TASK INSTRUCTIONS => The full listing, returned exactly and free of pictures, is the expected answer.

_ _ _ _ _

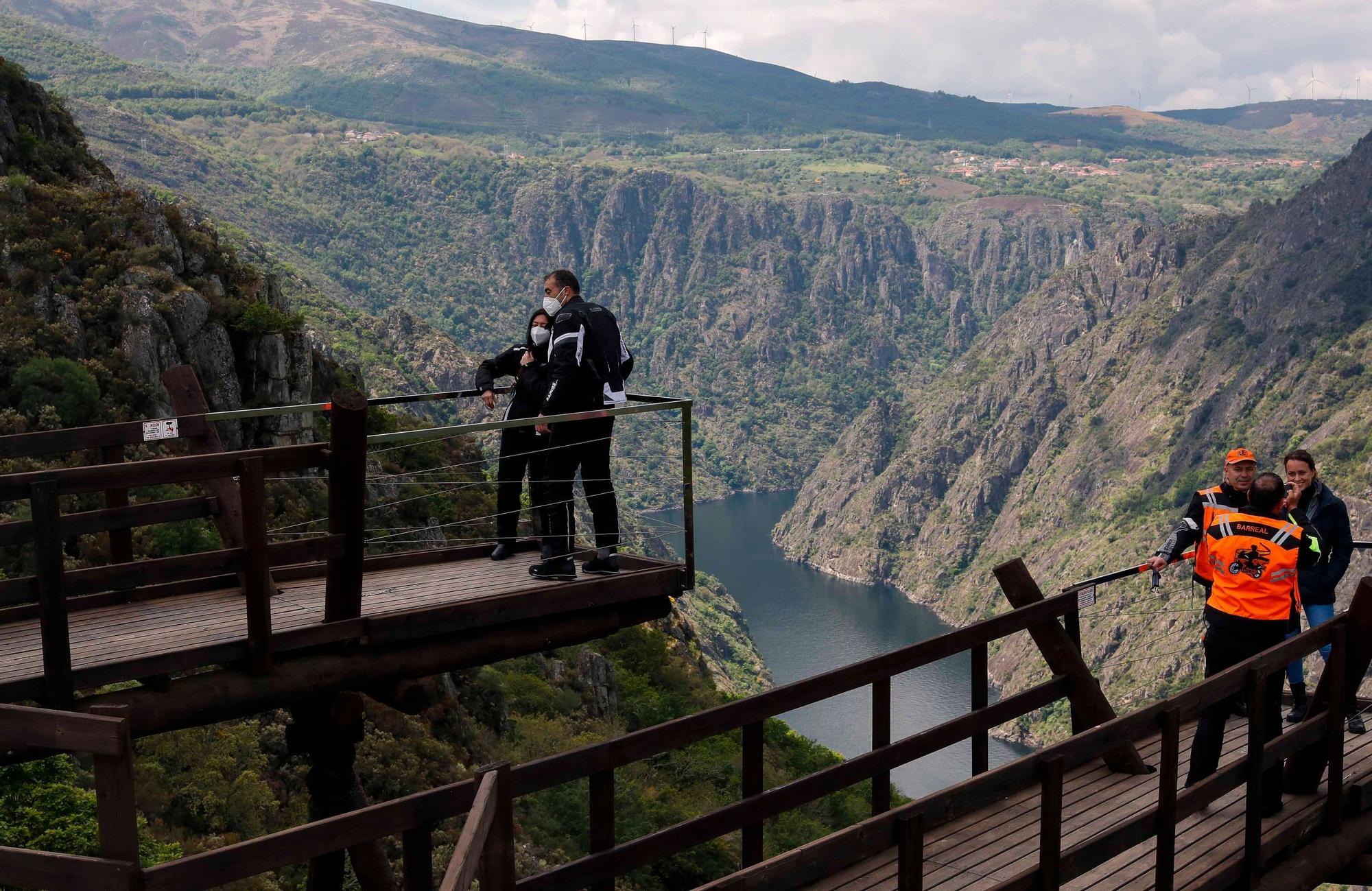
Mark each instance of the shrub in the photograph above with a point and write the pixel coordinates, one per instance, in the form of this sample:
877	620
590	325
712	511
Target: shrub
264	318
64	384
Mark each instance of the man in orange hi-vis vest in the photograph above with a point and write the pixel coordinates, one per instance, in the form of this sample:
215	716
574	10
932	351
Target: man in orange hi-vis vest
1253	556
1233	494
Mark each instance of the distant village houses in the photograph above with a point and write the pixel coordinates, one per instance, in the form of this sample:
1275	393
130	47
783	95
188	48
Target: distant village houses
367	136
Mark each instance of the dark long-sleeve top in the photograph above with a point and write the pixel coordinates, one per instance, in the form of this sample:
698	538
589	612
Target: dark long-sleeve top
530	380
1329	516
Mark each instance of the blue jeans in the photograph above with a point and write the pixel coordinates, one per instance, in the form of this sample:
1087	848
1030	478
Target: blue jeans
1315	615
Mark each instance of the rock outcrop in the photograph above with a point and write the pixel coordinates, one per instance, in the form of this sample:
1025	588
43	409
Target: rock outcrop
1079	425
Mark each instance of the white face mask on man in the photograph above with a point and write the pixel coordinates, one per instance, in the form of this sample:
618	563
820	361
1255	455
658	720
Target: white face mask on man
554	305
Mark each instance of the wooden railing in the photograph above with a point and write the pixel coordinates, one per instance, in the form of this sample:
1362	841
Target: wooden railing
105	735
53	591
414	818
488	838
478	852
1319	739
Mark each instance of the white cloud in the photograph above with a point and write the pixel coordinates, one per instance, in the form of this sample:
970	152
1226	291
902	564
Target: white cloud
1175	52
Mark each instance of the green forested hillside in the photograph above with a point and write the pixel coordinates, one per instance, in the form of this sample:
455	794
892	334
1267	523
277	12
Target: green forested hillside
757	283
78	248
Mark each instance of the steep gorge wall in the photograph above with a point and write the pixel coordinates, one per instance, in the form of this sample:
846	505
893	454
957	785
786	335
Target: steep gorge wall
1076	429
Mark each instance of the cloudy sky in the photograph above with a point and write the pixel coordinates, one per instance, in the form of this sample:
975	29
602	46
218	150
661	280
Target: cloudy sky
1176	54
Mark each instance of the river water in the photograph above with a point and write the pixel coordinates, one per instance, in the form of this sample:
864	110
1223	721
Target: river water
806	623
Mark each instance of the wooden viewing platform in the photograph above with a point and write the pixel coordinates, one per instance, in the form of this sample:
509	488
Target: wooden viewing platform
403	599
278	621
314	623
1102	809
993	846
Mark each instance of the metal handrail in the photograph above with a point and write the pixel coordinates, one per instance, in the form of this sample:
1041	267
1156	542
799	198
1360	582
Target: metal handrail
1142	568
647	403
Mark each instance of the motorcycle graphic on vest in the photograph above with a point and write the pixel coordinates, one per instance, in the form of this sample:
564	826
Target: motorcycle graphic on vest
1252	561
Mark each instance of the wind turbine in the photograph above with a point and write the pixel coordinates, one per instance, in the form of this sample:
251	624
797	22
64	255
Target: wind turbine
1314	81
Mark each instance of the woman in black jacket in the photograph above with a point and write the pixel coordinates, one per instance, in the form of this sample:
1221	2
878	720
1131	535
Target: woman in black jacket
522	447
1330	516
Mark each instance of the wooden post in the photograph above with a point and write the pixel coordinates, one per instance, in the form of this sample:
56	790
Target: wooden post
121	540
980	697
1338	702
257	572
115	805
329	728
1050	824
187	398
880	739
418	859
1168	775
499	856
53	605
1253	800
1072	624
910	853
1304	768
753	785
603	819
348	503
1064	658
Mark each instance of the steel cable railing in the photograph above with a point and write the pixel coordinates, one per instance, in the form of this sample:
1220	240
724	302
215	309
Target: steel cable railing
641	476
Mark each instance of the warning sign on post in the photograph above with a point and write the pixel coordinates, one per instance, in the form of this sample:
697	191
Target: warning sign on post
160	429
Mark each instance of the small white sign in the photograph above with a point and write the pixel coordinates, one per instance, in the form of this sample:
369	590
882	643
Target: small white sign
160	429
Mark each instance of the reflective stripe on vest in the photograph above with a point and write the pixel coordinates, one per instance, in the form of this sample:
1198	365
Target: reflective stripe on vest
1253	561
1211	510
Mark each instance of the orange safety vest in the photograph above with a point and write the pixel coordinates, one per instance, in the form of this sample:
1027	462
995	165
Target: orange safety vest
1255	565
1214	509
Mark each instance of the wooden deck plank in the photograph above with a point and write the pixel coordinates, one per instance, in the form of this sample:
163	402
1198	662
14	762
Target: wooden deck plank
150	628
1209	844
1209	841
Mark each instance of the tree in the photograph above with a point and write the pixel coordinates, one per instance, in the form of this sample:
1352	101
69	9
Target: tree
64	384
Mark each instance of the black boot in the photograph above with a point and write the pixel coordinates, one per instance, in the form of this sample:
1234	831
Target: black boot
559	568
604	564
1297	713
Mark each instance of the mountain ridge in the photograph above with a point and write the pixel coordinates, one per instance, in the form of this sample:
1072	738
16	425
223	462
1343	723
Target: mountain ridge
1075	431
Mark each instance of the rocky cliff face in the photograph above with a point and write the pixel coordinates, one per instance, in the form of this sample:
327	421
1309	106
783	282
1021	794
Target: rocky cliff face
1076	429
785	318
128	287
1005	247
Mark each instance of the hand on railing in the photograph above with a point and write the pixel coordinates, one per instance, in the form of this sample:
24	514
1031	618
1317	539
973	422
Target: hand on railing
1127	573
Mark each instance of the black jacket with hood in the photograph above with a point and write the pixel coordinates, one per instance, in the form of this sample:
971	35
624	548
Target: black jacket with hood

_ _ _ _ _

ANSWER TO THE EXERCISE =>
Mark each instance of the shrub in the photograph above with a point and write the pixel coordinates, one per instance, in the form of this sample:
877	620
590	325
712	511
Target: shrub
264	318
64	384
Mark each instance of the man in orange hi-vis vest in the photograph above with a point and write the pixel coordinates, one per instance, in the form of this sample:
215	716
574	10
932	351
Target: man in orange hi-vis vest
1253	556
1233	494
Mark each instance of the distant village houses in the photograph above with a point and write the pixel coordinates, one per instance, in the form of this sample:
1275	393
130	47
783	95
188	48
Target: distant village houses
367	136
Mark each instance of the dark long-sleeve top in the photograph above with a point and write the pixel coordinates, one per instance, in the form of this sample:
698	538
589	612
Target: dark long-sleeve top
530	380
1329	516
Mark each instance of the blue jeans in the photograph above with a point and write the pixel coordinates, one per instance, in the form of this sample:
1087	848
1030	478
Target: blue jeans
1315	615
Mark each instance of the rock outcrop in the photograph above with a point and write the pixel coordinates, one per instance, in the form of this sample:
1025	588
43	409
Target: rock outcrop
1079	425
Mark each instance of the white face mask on man in the photograph above with a point and write the pixel coordinates, one per instance, in the form of this sample:
618	563
820	361
1255	455
658	720
Target: white face mask on man
554	305
Mark each instance of the wooden railing in the photograph above with a point and write the pixel coordinates, one per instance, in the form of this sample:
1362	841
Target: wooden railing
105	735
53	591
414	818
488	838
478	852
1319	739
Mark each instance of the white cloud in the photograph above with a point and write the pixel coordinates, one per instance, in the form of this sample:
970	152
1226	291
902	564
Target: white cloud
1175	52
Mark each instance of the green forested hillside in the photograph above with a point and write the pixel coordinates, one per instance, in the form of this sample:
455	794
892	334
1267	523
277	12
Target: green forested hillside
757	283
78	248
Mark each instance of the steep gorge wall in the photograph above with a point and write the pixel coordinates, one per instance, in the form of this sample:
846	505
893	454
957	785
786	335
Target: steep gorge wall
1076	429
Mark each instance of the cloudy sky in the photograph above with a point and write the pixel coordinates, one per instance, in the form of this sample:
975	29
602	46
218	150
661	280
Target: cloudy sky
1176	54
Mark each instance of the river water in the photograph above with a point and write the pixel coordinates, one per instance, in the form of this sample:
864	110
1223	721
Target: river water
806	623
Mark each instance of the wooden viewing platform in the photograph above with a point and write the pixel coordinates, one per instance, in the form of this sample:
509	488
Target: wooden viewing platform
403	599
278	621
314	623
1102	809
993	846
Mark each instance of the metal handrail in the photograph above with a point and write the pixel coordinates, one per instance, in the form of this sample:
1041	267
1156	542
799	198
1360	582
Target: metal handrail
1142	568
647	403
Mark each instance of the motorcycle graphic on vest in the photograph above with a point and write the pixel coordinates, one per instance, in the form of this sample:
564	826
Target: motorcycle graphic on vest
1252	561
Mark each instance of the wind turbine in the photograph above with a point and write the pixel coordinates, one per instance, in the form of this sample:
251	624
797	22
64	255
Target: wind turbine
1314	81
Mark each instance of the woman in black jacket in the photograph above with a point and write the pixel coordinates, one per instance, in the form of this sample:
1221	2
878	720
1131	535
Target: woman in black jacket
522	447
1330	516
Mark each instance of the wooden post in the photograph above with a point and write the pixel coordinates, one per instance, in the form of this sample:
56	790
Target: wooden post
121	540
980	697
1338	702
257	572
115	805
329	728
1050	824
187	398
880	739
418	859
1168	775
499	856
53	605
1253	800
1072	624
910	853
1304	768
753	785
603	819
348	503
1064	658
Mark each instance of the steel cable railing in the photograph above with a point and write the pixel coordinates, one per instance, in the form of this sample:
1220	240
724	302
215	309
Target: steel cable railing
641	476
Mark each instance of the warning sign on post in the photograph above with a point and write the pixel coordinates, one per instance, in the form of this sample:
697	191
Target: warning sign on post
160	429
Mark each instance of the small white sign in the photograph above with a point and write the pixel coordinates, one per instance, in the form of this sample:
369	590
882	643
Target: small white sign
160	429
Mark each instance of the reflective stripe on vest in the photograph above with a point and write the pixel coordinates, one per instance, in the form of this sample:
1198	365
Target: reflective stripe on vest
1253	561
1211	510
Mark each instance of the orange safety vest in the photograph above with a point and write the pixel coordinates, one per instance, in the form of this sample:
1027	462
995	165
Target: orange safety vest
1255	565
1214	509
Mark each instance of the wooden deck plank in the photograph above with a point and write the pixel coordinates, one per instance, in the form of this sample:
163	402
1198	662
14	762
Target: wooden deck plank
150	628
1209	844
1209	841
Mark each instance of the tree in the photograph above with a point and write the pixel coordinates, one per instance, in the form of this sample:
1352	101
69	9
Target: tree
64	384
Mark each instance of the black boot in the photograph above with a point and write the pixel coordinates, one per instance, in the form of this sample:
1234	831
Target: black boot
559	568
604	564
1297	713
Mark each instance of the mountain ridge in the photograph above with a point and write the pixel coordinates, one per instance, in the form of this sample:
1072	738
16	425
223	462
1343	723
Target: mountain ridge
1075	431
Mark each instance of the rocky cliff face in the photograph above with a point and write the pixel coordinates, one per instance, in the form of this sample:
327	421
1309	106
783	282
1021	794
Target: rocky cliff face
1076	429
785	318
128	287
1005	247
Mark each instance of the hand on railing in the photograph above with a point and write the pixel coordinates, one per instance, in the form of this sample:
24	514
1031	618
1317	539
973	422
Target: hand on railing
1127	573
Mark each instance of the black jacket with hood in the photograph above with a point and write the pixel coordinates, one per instance, in the form of this sample:
971	35
624	548
Target: black jacket with hood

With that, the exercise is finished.